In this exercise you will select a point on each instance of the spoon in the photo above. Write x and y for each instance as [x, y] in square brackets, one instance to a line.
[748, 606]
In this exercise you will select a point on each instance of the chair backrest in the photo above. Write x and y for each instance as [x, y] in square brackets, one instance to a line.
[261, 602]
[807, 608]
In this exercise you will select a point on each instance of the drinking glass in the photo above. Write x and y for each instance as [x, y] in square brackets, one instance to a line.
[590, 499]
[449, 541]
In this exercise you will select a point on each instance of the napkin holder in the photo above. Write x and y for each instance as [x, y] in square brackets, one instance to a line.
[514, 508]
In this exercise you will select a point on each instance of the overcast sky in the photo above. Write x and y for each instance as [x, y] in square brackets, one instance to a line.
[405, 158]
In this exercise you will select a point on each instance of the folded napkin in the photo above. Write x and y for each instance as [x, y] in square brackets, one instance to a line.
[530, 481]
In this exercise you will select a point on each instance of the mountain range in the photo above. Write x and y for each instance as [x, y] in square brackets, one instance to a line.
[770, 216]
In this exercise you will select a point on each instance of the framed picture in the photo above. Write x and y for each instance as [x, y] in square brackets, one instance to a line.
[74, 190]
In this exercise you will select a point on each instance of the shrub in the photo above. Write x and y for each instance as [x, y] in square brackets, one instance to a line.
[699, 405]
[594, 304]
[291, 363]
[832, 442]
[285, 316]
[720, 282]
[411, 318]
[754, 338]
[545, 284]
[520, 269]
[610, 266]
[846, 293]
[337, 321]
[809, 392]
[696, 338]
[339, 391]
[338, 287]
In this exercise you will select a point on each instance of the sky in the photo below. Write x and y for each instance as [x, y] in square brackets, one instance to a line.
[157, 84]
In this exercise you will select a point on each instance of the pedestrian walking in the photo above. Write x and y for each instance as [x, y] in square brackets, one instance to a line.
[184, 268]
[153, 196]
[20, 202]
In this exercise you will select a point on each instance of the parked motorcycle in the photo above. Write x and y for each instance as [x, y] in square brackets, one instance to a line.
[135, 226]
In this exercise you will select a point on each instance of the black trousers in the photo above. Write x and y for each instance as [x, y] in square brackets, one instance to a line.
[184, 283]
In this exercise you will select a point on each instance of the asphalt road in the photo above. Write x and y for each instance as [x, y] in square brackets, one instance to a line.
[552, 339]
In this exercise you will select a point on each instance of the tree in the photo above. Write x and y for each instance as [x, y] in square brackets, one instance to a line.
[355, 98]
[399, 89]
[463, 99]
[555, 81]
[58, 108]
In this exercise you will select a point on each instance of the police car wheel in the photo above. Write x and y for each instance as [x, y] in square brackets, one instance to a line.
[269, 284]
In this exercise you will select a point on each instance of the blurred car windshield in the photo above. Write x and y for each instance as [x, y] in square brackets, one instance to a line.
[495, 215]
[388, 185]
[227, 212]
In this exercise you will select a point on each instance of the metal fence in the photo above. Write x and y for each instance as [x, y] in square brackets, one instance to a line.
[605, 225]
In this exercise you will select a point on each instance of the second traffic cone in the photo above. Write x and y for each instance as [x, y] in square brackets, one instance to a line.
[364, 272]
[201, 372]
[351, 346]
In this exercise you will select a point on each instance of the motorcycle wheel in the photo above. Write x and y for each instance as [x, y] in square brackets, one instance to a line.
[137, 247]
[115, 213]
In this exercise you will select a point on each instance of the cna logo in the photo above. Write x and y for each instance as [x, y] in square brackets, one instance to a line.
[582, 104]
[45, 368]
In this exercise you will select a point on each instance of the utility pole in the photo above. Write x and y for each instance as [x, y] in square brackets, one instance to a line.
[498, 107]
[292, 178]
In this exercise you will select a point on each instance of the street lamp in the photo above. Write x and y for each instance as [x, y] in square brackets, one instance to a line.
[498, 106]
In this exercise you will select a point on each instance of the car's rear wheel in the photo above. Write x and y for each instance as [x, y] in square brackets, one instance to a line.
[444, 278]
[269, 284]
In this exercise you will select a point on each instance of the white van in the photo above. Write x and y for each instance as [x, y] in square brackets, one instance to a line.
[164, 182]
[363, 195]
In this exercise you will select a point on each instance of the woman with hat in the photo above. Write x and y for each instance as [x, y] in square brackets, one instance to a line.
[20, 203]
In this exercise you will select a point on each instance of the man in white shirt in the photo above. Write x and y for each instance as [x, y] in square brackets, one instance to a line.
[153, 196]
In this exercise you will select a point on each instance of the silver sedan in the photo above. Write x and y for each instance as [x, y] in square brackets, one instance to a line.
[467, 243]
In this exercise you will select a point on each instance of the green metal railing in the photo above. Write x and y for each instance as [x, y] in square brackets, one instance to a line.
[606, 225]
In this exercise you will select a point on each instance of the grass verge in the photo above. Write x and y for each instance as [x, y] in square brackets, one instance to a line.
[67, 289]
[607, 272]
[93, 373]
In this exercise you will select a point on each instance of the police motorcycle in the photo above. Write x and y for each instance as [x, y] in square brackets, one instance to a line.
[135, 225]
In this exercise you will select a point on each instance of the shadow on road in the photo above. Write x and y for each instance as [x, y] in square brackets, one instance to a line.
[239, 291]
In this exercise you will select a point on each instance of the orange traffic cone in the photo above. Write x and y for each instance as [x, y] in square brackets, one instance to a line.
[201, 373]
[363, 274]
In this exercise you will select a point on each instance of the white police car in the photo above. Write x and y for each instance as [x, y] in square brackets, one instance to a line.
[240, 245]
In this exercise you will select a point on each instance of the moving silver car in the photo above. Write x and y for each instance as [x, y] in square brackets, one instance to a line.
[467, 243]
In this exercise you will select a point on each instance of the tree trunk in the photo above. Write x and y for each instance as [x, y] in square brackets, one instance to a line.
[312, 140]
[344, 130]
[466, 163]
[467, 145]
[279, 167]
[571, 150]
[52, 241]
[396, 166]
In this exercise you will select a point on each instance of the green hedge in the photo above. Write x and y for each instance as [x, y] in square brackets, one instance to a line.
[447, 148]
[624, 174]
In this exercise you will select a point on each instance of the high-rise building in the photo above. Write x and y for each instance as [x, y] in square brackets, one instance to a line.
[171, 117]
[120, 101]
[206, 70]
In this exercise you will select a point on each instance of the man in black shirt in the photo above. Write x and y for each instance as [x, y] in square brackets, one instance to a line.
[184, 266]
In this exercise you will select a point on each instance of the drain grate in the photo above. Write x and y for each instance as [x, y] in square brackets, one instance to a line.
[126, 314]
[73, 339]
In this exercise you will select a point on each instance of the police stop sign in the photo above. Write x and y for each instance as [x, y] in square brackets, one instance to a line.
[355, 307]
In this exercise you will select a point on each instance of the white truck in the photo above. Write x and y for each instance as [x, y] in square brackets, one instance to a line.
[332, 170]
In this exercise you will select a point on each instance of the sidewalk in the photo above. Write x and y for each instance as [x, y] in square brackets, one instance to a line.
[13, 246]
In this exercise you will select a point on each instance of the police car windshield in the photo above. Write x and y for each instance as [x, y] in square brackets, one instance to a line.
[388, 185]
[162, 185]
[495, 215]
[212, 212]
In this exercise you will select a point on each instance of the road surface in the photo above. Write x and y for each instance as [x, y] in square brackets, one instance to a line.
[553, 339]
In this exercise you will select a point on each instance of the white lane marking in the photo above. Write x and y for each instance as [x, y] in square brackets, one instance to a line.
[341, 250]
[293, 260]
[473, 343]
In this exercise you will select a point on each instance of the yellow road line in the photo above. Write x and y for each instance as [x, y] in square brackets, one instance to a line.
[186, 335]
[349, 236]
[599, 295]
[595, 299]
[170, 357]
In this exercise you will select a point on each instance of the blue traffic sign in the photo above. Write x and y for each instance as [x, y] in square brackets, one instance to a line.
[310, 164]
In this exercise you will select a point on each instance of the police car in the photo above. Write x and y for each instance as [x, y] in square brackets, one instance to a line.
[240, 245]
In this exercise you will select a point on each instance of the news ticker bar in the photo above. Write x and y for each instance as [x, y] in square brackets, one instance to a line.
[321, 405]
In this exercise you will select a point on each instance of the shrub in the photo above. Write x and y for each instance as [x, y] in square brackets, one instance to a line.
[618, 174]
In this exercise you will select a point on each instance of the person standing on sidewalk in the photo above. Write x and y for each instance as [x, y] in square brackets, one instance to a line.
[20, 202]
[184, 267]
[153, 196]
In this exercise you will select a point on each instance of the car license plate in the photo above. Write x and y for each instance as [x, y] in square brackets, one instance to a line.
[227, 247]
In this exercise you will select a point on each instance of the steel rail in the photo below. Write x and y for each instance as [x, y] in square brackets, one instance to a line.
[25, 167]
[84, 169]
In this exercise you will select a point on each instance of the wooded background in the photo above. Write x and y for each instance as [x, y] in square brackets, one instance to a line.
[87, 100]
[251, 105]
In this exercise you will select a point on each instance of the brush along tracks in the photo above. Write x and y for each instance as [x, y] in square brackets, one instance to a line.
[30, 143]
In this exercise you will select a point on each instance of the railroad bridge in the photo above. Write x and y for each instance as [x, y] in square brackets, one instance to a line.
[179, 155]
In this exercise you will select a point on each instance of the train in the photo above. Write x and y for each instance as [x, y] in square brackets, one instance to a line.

_ _ _ _ _

STATED EXERCISE
Which lines run from the one containing "of the brush" to the end of the entries above? Quote exactly those, and only those.

TASK RESPONSE
In this exercise you will select a point on each instance of the brush along tracks in the photo above. Write x and y for each instance as [x, y] in square brackets, one instance to a line.
[30, 143]
In this exercise you will select a point on each instance of the railroad bridge in the photo above. Write x and y for each instance as [x, y] in square brackets, one instance to a line.
[179, 155]
In this exercise you will select a point on each instance of the train in the photo above. Write x and y for each instance as [x, y] in square brackets, one instance to a line.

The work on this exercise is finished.